• **Objectifs**
1. Répondez à ces questions sur l'extrait choisi, en marquant vos réponses (a), (b) et (c) :
(a) Aux travaux de quels auteurs la deuxième partie du livre emprunte-t-elle ses concepts ?
(b) À quoi la création de valeur est-elle liée ?
(c) Sur quoi le livre s'achève-t-il ?
2. D'après l'extrait choisi, pourquoi le couple acteur/projet doit-il être cohérent ?
3. Selon l'extrait choisi, entre quels termes s'exerce la tension sur laquelle repose la dialogie complexe de l'activité entrepreneuriale ?

• **Extrait choisi**
9La deuxième partie constitue l’apport théorique central du livre qui puise ses concepts aux travaux de C. Bruyat sur l’individu créateur de valeur nouvelle et d’Edgar Morin sur le principe dialogique. Le processus dialogique rassemble le sujet entrepreneur et son objet en une combinatoire ouverte, orientée vers la création d’entreprise ou l’innovation et en constante interaction avec les contextes. La mise en place du projet innovant via le processus entrepreneurial engage et contraint en retour son créateur. Cette démarche d’activité individuelle ou collective s’opère dans le temps et le devenir irréversibles du projet. Elle conjoint en un ensemble indissociable toutes les logiques d’intention, d’action, de comportement de l’entrepreneur et les exigences intrinsèques du projet et extrinsèques de l’environnement. Ce couple (acteur/projet) doit être cohérent pour maintenir sa viabilité et sa pérennité mais aussi son intensité, source d’énergie motrice. Il faut que le profil entrepreneurial de l’individu ou de l’équipe reste en adéquation avec la situation et les formes d’entrepreneuriat retenues. Force est de se connaitre soi-même, en tant qu’entrepreneur « naissant » mais aussi de connaître son propre projet.

10La dialogie complexe de l’activité entrepreneuriale repose donc sur cette tension entre sujet entrepreneurial, projet, situation et processus de création de valeur. Cette dernière est liée à l’innovation ou à un avantage concurrentiel et organisationnel durable. La troisième partie et la quatrième analysent le concept de processus comme modèle d’engagement, centre de gravité théorique de la recherche et métaphore heuristique du changement entrepreneurial. Le livre s’achève sur le rôle du temps et la dimension évolutionniste qu’impliquent la dynamique processuelle et le déroulement des trois phases caractéristiques de la démarche entrepreneuriale (passage à l’acte; survie/développement; système entrepreneurial crée).

• **Extrait des données**
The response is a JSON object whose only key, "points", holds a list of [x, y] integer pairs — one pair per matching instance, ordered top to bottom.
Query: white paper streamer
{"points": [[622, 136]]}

• **Réponses complètes**
1.
(a) Aux travaux de C. Bruyat, sur l'individu créateur de valeur nouvelle, et à ceux d'Edgar Morin, sur le principe dialogique.
(b) À l'innovation ou à un avantage concurrentiel et organisationnel durable.
(c) Sur le rôle du temps et la dimension évolutionniste qu'impliquent la dynamique processuelle et le déroulement des trois phases caractéristiques de la démarche entrepreneuriale.

2. Le couple acteur/projet doit être cohérent pour maintenir sa viabilité et sa pérennité. Cette cohérence préserve aussi son intensité, qui est une source d'énergie motrice.

3.
- le sujet entrepreneurial
- le projet
- la situation
- le processus de création de valeur